(begin)

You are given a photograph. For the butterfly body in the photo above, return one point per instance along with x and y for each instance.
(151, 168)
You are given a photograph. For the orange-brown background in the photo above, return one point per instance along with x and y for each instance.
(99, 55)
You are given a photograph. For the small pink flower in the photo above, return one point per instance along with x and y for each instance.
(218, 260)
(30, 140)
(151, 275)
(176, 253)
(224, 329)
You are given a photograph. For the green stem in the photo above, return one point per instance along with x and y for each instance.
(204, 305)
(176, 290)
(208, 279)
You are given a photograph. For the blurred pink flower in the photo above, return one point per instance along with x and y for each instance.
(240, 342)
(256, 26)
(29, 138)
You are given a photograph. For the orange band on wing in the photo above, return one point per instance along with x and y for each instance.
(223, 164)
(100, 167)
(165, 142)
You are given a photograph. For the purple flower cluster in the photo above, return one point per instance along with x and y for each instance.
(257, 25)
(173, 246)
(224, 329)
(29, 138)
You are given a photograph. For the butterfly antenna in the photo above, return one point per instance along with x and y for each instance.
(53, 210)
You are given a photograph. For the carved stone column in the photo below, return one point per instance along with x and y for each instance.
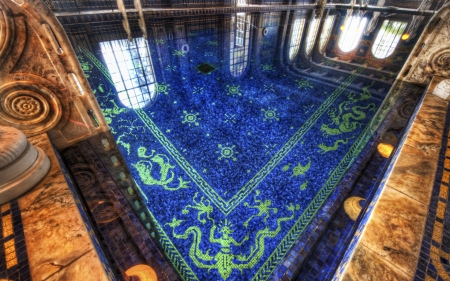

(end)

### Stated task
Reproduce every line of the entries above, requests included. Multiply each x and y coordinate in the answers by 2.35 and round it to a whole number, rounding halves up. Leave out the pictures.

### Complete answer
You are given a photograph. For the butterfly body in the photo above, return one point per instance along with x and y for each instance.
(355, 395)
You are given a photograph. For the orange-brown background in the photo above, return one point per instance along with x and y for each instance.
(233, 129)
You are given a photograph. For the small pink flower in the photo above, return one point per instance along with x and y for each instance.
(512, 611)
(71, 329)
(355, 646)
(414, 595)
(526, 773)
You are given a photograph. For the green stem in the photo above, return one point per instance along with x and y for each instance.
(479, 717)
(414, 682)
(489, 656)
You are given a photograph. For the blurred pink flower in the photo above, return one point per instance along with x and y for each instance.
(564, 804)
(602, 61)
(68, 324)
You are given a photograph. For the orange band on wing in the photo above, return one point per instance along with x and y for each instance.
(524, 385)
(235, 392)
(388, 334)
You are given a photograph. For the purple flower cluster in the photo above, return one point per instance along with x and y for each instance.
(604, 59)
(407, 578)
(526, 773)
(68, 324)
You are given a photograph. For the butterfly antenna in the photo above, return one point per instance along with x and y for each instance.
(125, 494)
You are given a photograph. For the carved stone column in the photo below, return one point per instance along with x and y for each instance.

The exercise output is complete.